▶ **Aim A**
Using the blog post, answer these:
(i) Which course does the writer use to work through the issues?
(ii) What does it mean that Merlot.org is a "referatory"?
(iii) Which Steven Landsburg book has the writer used in the past?
▶ **Aim B**
Repeat the part of the blog post between "1. The Annenberg" and "present face to face.", inclusive.
▶ **Aim C**
Why does the writer of the blog post work through the move to a blended/online approach using intermediate microeconomics?

▶ **Given passage**
Friday, February 02, 2007

What’s in the can?

The next series of posts represents an extended “thinking aloud” exercise on how to move from the traditional approach we are taking at the College of Business at both the undergraduate and graduate professional level, to a blended/online approach. In this post, first in the series, I want to ask what type of materials should be available online in advance of class discussion or group work activity, irrespective of whether the discussion and group work happens online or face to face. Others, of course, have already gone through an exercise of this sort and there are definitely lessons to learn from them. But on a disciplinary front Business courses cover the gamut from the highly technical, e.g., management science and financial engineering to the humanistic, e.g., organizational behavior and decision making for accounting. So there is a question of situating those other experiences into the particular course in which we are implementing here. Further there are issues of pedagogic philosophy and matters of taste that might favor one alternative over another. I’m going to try to work through those issues in the context of intermediate microeconomics, a course I’m intimately familiar with, and one that might very well play an exemplar role for implementations in other business classes.

Using stuff that is “out there”

This morning I did some Web searching to identify freely available online material that might be appropriate for a course. Among the sites I searched were Google Video (which now includes searches of content on uTube), Merlot.org (which is an educational “referatory” meaning the actual content resides elsewhere), Podcasts at iTunes, MIT’s OCW, Carnegie Mellon’s OLI, The American Economic Review at JSTOR, Slate Magazine, The Becker-Posner Blog, and if time permitted it could be a much longer list. I would term this partial list eclectic in the sense that some sites are obvious and others much less so. Here’s some of what I found, most of which I was not aware of before.

1. The Annenberg Series Econ U$A, a high production news or documentary format that touches on a variety of economics issues. Once you find this it triggers the thought that perhaps there is good content on other News sites such as NPR or the News Hour.

2. Some fairly math heavy lectures on intermediate micro/graduate micrecon by Professor Baker of Hunter College. (Follow the first few links from this particular search).

3. An intro course from Berkeley that covers the same topics. Note that both for this and the previous item the content is capture of a live class offering and the online use is clearly of secondary purpose to the instructor, with the main purpose to deliver the class to the students who are present face to face.

4. A list of Steven Landsburg columns for Slate. I have used Landsburg’s book The Armchair Economist in the past. He is able to provoke students to think about ordinary life from an economics perspective and thereby get their juices flowing, though I must say I often don’t agree with his conclusions or his analysis.

5. An article by John McMillan in the Papers and Proceeding of the American Economic Review about how modern economic theory has had important effects on government policy making. (This link may require that your campus subscribes to JSTOR.)

6. A fully online self-paced course for introductory microeconomics that was designed for the purpose. This is in the Carnegie OLI series.

▶ **Information shown**

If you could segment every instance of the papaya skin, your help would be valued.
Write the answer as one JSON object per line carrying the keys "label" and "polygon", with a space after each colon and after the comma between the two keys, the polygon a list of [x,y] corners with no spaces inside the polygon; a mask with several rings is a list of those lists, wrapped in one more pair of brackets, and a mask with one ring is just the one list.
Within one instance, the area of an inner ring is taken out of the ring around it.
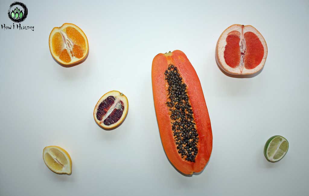
{"label": "papaya skin", "polygon": [[[177,67],[184,82],[187,85],[189,100],[192,108],[199,140],[195,162],[183,159],[178,153],[171,123],[170,112],[166,105],[168,85],[164,72],[168,65]],[[199,172],[204,169],[212,150],[212,133],[210,119],[201,83],[195,70],[183,52],[175,50],[156,55],[151,68],[152,90],[156,114],[161,141],[171,162],[185,174]]]}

▶ **Expected output A**
(i) Intermediate microeconomics.
(ii) The actual content resides elsewhere.
(iii) The Armchair Economist.

▶ **Expected output B**
1. The Annenberg Series Econ U$A, a high production news or documentary format that touches on a variety of economics issues. Once you find this it triggers the thought that perhaps there is good content on other News sites such as NPR or the News Hour.

2. Some fairly math heavy lectures on intermediate micro/graduate micrecon by Professor Baker of Hunter College. (Follow the first few links from this particular search).

3. An intro course from Berkeley that covers the same topics. Note that both for this and the previous item the content is capture of a live class offering and the online use is clearly of secondary purpose to the instructor, with the main purpose to deliver the class to the students who are present face to face.

▶ **Expected output C**
The writer is intimately familiar with intermediate microeconomics. It might also serve as an example for implementations in other business classes.